* [TASK ITEM]: Your output should be the line with "Basketball game film review: mark the floor" and all following lines of the data below, through the end, repeated exactly.
(THE INPUT Opens)
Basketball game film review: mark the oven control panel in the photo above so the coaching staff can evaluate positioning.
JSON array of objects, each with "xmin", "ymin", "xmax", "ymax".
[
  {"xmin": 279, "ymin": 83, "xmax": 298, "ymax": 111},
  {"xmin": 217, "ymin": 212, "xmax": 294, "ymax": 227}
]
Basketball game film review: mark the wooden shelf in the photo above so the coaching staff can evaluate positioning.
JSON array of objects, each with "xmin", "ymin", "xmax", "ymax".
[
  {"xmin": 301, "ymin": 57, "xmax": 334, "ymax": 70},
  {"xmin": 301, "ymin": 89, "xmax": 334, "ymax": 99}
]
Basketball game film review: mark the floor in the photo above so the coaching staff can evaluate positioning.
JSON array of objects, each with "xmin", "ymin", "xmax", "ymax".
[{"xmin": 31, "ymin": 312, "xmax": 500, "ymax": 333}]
(THE INPUT Closes)
* [ANSWER TO THE PROBLEM]:
Basketball game film review: mark the floor in the photo above so the coaching staff can evaluate positioning.
JSON array of objects, each with "xmin", "ymin", "xmax", "ymax".
[{"xmin": 31, "ymin": 312, "xmax": 500, "ymax": 333}]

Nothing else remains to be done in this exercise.